_DOCUMENT EXCERPT_
Skip to content

feat: introduce bespoke tracing crate#2022

Open
Mirko-von-Leipzig wants to merge 32 commits intomainfrom
mirko/tracing
Open

feat: introduce bespoke tracing crate#2022
Mirko-von-Leipzig wants to merge 32 commits intomainfrom
mirko/tracing

Conversation

@Mirko-von-Leipzig
Copy link
Copy Markdown
Collaborator

@Mirko-von-Leipzig Mirko-von-Leipzig commented Apr 30, 2026

This PR introduces a highly opinionated framework around the tracing and open-telemetry crates in an attempt to standardize and remove "pits of failure".

Warning

AI code, human driver + API design.

I still need to do another review pass but since its long weekend here I'm opening this early for critique.

This is inspired by the discussion in #1949 and the ideas in #1500/#1835.

Problems this addresses

  1. Field names are all over the show. We have transaction.id, tx.id, tx_id, transaction_id, tx etc.
  2. Errors use Display and not error chaining, dropping context.
  3. We use events instead of spans in many locations.
  4. We use errors as events instead of attaching error attributes to spans.
  5. Panics aren't always associated with their span trace.
  6. Our stdout log sync gets flooded with our traces, rendering them useless.
  7. target = COMPONENT is overly broad.
  8. We cannot change filters dynamically at runtime.

Usage

New macros, same as the old macros, but different

The miden-node-tracing crate introduces opinionated re-imaginings of the tracing family of macros. The macros all follow the same syntax: target name level user? (level is of course skipped where it is implied e.g. info!).

Event macros also require a justification = "..." because I want to encourage more spans, less events.

Spans and events can only be created via macros. This lets us do additional cool things like keeping a list of all events and spans created.

// Instruments a function; these are required in order. No fields allowed.
#[instrument(store::database, "load block header", debug)]
async fn load_header() -> Result<(), Error> { /* ... */ }

// Appending `user` marks the span for user-facing stdout logs as well as OTEL export.
#[instrument(sequencer::block_builder, "build block", info, user)]
async fn build_block() -> Result<(), Error> { /* ... */ }

// Creates a span manually; same syntax order, no fields.
let span = info_span!(sequencer::block_builder, "build block");

// Also supports `user`.
let span = info_span!(rpc, "submit transaction", user);

// Events require a justification because spans are preferred for normal work.
// Justification is not used, just a code audit tool.
let event = warn!(rpc, "request used stale block", justification = "good reason");

// `user` also supported for events.
let event = info!(sequencer::block_builder, "block accepted", user, justification = "user-visible block production milestone");

Recording attributes on spans and events. This is not allowed as part of macros, but is done via function calls to be more explicit.

// Records a field using its trait-defined default key.
// Output: `block.number=<value>`
span.record_field(&block_number);

// Records a field using an explicit key override.
// Output: `request.account.id=<value>`
span.record_field_as(&account_id, "request.account.id");

// Records a field for both traces and user-facing stdout logs.

_PROVIDED DATA_

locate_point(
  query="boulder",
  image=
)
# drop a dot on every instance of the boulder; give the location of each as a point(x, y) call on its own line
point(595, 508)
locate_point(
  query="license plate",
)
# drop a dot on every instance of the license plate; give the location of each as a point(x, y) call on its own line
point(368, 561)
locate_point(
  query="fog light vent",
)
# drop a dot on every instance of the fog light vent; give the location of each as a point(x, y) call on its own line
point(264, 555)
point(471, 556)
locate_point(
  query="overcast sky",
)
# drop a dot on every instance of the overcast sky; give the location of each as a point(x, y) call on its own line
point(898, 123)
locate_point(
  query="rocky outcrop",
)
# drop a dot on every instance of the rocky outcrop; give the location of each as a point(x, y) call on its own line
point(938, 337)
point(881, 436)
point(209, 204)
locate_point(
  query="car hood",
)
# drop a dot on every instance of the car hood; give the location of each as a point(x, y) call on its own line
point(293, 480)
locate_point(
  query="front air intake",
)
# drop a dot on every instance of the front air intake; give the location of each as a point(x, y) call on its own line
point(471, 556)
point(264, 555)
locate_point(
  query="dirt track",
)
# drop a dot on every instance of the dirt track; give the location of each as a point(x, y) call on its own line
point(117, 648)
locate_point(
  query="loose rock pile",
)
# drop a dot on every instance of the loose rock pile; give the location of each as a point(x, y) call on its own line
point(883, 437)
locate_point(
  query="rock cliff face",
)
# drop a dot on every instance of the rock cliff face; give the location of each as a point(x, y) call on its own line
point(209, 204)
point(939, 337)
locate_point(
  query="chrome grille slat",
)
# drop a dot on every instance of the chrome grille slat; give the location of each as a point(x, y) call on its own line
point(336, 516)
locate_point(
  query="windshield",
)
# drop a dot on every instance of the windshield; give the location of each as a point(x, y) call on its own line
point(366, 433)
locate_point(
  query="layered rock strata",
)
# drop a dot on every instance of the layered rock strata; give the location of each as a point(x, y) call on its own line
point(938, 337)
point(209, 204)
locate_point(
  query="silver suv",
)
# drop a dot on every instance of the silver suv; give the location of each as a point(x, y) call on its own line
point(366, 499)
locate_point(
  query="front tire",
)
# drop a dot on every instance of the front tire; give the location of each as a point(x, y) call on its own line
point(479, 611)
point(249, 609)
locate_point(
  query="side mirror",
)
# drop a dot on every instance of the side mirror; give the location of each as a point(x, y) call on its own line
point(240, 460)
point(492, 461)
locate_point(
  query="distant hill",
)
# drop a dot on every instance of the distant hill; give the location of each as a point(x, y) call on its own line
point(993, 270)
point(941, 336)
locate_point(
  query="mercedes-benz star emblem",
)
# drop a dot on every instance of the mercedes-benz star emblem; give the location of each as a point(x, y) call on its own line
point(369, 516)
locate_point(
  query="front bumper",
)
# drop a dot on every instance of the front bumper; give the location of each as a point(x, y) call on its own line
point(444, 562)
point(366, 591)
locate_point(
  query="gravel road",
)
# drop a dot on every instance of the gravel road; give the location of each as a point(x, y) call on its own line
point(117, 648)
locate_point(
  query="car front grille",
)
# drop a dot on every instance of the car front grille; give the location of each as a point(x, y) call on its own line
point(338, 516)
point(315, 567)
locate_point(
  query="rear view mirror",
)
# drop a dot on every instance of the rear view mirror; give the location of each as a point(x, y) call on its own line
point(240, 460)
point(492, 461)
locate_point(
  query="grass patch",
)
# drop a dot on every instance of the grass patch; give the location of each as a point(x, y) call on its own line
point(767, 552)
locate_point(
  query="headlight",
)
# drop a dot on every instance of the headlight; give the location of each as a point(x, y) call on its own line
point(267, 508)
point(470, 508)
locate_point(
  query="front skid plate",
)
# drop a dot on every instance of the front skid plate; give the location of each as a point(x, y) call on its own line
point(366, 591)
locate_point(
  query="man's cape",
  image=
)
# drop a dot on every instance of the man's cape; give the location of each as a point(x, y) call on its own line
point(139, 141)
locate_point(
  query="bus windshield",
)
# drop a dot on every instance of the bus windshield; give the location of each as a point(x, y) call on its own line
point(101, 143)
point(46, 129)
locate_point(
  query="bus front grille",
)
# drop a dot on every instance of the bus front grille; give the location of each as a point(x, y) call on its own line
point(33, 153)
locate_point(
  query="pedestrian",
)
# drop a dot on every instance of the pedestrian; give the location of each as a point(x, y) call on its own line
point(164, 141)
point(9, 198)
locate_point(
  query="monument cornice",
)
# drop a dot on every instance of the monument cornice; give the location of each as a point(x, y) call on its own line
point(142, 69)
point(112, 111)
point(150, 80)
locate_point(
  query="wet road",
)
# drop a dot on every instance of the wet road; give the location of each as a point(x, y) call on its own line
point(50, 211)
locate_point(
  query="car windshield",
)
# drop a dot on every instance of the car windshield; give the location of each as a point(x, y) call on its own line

_TO DO_
**A)** In the tracing pull request, why must the event macros include a justification argument?
**B)** From the tracing pull request, copy word for word the passage that begins at the words "7. target = COMPONENT" and stops after "No fields allowed.".

_TASK-BY-TASK OUTPUTS_
**A)** The author wants to encourage more spans and fewer events, because spans are preferred for normal work. The justification itself is not used; it only serves as a code audit tool.

**B)**
7. target = COMPONENT is overly broad.
  8. We cannot change filters dynamically at runtime.

Usage

New macros, same as the old macros, but different

The miden-node-tracing crate introduces opinionated re-imaginings of the tracing family of macros. The macros all follow the same syntax: target name level user? (level is of course skipped where it is implied e.g. info!).

Event macros also require a justification = "..." because I want to encourage more spans, less events.

Spans and events can only be created via macros. This lets us do additional cool things like keeping a list of all events and spans created.

// Instruments a function; these are required in order. No fields allowed.